PROMPT A:
Answer these from the San Diego elections column:
(i) Which council districts will open up in 2008?
(ii) When did the San Diego City Council approve the Election Campaign Control Ordinance?
(iii) In which newspaper did the column run?
PROMPT B: Carry on writing the San Diego elections column, picking up right after its last sentence.

PAGE:
....

The San Diego Ethics Commission has come to conclude they can over-rule the First Amendment… calling the ACLU!

(I read this first on www.redcountysandiego.com)  

Rules push candidates into the woodwork
San Diego Union Tribune
Monday, March 12, 2007
By Logan Jenkins

News bulletin:

ZERO CANDIDATES RUNNING IN SAN DIEGO ELECTIONS!

The seats for council Districts 1, 3, 5 and 7 will open up wide in 2008, thanks to term limits, but not one early riser is out on the hustings hustling love or money, the mother’s milk of political ambition.

How does one account for this remarkable restraint?

In a word, ECCO.

OK, it’s not a word. It’s an acronym, not to be confused with eco-cool Danish footwear.

In the legalistic view of the Election Campaign Control Ordinance – approved by the San Diego City Council in late 2005; fine-tuned and enforced by the city’s Ethics Commission – a candidate is not a real candidate until the moment he/she receives or spends campaign funds.

....

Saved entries
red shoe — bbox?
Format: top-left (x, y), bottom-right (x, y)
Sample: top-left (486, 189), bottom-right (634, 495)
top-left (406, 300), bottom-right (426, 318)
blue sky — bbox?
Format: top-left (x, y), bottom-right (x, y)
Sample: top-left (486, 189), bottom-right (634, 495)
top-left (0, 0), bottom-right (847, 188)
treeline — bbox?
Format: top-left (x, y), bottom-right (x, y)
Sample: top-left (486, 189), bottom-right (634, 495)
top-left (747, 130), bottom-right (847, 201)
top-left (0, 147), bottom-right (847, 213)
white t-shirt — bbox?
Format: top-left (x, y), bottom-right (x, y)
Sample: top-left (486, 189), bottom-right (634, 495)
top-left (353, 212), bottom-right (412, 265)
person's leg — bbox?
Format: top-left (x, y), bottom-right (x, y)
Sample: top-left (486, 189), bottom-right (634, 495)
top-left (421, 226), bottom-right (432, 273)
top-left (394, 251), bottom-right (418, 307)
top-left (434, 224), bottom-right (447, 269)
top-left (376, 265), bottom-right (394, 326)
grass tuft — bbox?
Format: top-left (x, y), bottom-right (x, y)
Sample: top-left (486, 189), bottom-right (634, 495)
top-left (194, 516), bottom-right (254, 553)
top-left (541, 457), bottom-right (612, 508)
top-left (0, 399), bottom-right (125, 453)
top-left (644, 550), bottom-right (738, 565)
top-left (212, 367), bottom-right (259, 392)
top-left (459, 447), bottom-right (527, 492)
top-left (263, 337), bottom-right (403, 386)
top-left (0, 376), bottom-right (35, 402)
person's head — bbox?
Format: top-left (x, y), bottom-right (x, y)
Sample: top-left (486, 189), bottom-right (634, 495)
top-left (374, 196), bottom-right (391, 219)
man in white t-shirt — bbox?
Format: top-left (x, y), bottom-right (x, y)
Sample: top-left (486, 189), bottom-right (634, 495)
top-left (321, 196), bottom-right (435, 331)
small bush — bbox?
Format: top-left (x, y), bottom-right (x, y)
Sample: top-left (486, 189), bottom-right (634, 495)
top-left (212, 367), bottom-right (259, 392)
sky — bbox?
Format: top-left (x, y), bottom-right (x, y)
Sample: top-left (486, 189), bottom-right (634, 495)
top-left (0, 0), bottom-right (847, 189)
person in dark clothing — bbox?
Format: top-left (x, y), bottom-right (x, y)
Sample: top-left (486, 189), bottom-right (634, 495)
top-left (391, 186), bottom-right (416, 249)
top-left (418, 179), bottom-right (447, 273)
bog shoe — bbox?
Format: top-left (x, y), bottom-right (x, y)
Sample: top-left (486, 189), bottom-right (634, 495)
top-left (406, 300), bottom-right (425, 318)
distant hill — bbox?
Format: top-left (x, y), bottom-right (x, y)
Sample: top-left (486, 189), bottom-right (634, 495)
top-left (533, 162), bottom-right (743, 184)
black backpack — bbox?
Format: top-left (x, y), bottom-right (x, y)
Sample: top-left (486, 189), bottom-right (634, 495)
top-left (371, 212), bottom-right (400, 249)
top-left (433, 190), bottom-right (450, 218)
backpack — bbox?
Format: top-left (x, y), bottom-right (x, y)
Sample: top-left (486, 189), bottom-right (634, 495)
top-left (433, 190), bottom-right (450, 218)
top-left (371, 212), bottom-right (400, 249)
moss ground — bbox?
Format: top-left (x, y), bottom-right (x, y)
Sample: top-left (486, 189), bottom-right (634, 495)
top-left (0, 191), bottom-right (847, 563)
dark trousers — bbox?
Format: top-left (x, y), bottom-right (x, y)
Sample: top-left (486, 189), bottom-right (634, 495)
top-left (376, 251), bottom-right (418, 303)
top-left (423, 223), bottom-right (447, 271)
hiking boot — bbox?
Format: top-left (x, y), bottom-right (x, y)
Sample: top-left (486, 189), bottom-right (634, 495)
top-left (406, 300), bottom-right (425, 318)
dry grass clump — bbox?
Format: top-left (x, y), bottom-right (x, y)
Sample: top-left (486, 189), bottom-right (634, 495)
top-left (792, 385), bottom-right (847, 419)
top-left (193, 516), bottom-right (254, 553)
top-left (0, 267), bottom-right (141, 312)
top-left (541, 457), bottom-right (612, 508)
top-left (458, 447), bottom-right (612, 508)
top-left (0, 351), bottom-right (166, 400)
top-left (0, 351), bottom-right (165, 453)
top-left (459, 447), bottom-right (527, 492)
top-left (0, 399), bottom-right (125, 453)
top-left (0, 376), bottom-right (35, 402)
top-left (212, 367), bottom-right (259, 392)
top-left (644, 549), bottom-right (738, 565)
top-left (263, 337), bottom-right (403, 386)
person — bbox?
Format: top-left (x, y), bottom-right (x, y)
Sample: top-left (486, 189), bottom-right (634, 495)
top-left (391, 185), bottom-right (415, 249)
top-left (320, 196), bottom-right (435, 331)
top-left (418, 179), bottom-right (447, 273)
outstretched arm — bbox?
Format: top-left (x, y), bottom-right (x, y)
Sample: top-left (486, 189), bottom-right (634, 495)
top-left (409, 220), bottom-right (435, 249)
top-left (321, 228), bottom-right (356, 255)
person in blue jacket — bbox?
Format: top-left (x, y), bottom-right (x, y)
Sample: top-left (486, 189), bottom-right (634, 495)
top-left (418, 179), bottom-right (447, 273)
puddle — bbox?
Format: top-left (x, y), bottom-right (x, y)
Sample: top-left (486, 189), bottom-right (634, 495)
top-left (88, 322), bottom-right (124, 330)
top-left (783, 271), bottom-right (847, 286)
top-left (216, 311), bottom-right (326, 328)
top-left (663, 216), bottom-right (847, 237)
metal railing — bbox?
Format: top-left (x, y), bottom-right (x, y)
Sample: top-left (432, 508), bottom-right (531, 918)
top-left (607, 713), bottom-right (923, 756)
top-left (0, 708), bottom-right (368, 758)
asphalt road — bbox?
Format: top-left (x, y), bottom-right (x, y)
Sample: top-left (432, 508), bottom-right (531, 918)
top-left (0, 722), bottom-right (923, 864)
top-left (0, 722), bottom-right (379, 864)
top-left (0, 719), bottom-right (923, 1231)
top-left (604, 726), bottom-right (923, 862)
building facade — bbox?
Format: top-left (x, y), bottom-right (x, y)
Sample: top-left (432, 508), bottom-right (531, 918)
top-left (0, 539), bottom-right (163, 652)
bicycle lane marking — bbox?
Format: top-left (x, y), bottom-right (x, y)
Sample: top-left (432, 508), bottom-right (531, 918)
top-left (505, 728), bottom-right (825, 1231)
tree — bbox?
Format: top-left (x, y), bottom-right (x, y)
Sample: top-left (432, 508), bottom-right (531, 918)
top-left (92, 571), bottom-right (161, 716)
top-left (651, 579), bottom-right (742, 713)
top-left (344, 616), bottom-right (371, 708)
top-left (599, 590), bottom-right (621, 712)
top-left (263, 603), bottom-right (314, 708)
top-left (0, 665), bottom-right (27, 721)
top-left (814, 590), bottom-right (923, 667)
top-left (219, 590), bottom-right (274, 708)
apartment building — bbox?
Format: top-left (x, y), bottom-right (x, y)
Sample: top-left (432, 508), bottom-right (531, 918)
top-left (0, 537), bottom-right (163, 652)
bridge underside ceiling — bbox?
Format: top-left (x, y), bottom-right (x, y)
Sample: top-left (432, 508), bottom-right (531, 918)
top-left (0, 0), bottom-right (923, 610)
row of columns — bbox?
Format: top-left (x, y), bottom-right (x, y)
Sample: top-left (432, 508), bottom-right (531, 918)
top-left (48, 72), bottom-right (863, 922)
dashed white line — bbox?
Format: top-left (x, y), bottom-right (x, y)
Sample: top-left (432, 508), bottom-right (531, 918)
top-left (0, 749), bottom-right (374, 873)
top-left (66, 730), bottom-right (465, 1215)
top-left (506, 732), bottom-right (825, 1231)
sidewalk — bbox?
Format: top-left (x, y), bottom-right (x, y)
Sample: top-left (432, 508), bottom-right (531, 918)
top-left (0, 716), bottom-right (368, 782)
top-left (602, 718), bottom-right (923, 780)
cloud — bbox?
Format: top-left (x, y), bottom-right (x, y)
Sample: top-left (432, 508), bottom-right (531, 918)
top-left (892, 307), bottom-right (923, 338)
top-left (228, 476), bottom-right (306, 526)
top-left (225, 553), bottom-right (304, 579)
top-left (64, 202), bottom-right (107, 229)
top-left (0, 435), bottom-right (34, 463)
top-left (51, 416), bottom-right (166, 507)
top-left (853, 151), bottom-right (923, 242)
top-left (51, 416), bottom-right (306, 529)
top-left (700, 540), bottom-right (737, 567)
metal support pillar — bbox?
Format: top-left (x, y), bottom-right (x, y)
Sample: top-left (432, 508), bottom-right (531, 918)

....

ANSWER A:
(i) Districts 1, 3, 5 and 7
(ii) Late 2005
(iii) The San Diego Union Tribune

ANSWER B:
Because ECCO strictly prohibits candidates from soliciting or spending one cent or more before June 3, or 12 months before the 2008 primary, no candidates can exist until the starter’s gun is fired June 3.

The syllogism goes like this: Candidates raise and/or spend money; no candidate can spend and/or raise money until June 3; therefore, there are no legal candidates until June 3.

There’s just one flaw in this Orwellian logic.

There are candidates, a slew of them. A small sample:

In District 1, Phil Thalheimer is taking another shot after losing to Councilman Scott Peters in 2004. Says so himself.

Every political junkie in District 3 knows Todd Gloria, district director for Rep. Susan Davis, is champing at the bit to replace Councilwoman Toni Atkins. He’ll confirm if you ask him.

District 5? Carl DeMaio of Rancho Bernardo makes no bones of his desire to take Councilman Brian Maienschein’s seat and work like a whirling dervish for fiscal reform.

As for District 7, April Boling has her conservative sights set on Councilman Jim Madaffer’s place on the dais. Boling isn’t shy about saying so.

So when and where is an admitted candidate not a legal candidate?

Right here. Right now.

Franz Kafka would love this stuff. Joseph Heller would get a kick out of it, too.

The original idea may have had merit, though one wonders.

During a massive overhaul of election law in 2005, when the council was saving the world from electoral corruption, a strict time restriction was imposed upon campaign fundraising.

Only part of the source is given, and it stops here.